▶ [Material supplied]

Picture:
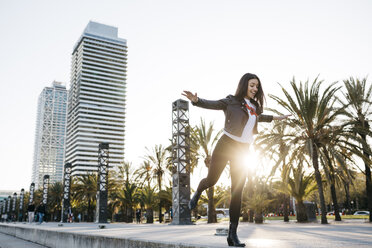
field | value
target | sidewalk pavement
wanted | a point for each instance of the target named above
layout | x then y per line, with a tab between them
348	233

▶ [Task directions]
Could you repeat each line above exactly as written? Omit the pictures.

▶ [Result for this exercise]
Picture:
field | value
target | sidewalk pavement
wanted | a point for each instance of the target named above
layout | x then y per line, with a tab between them
348	233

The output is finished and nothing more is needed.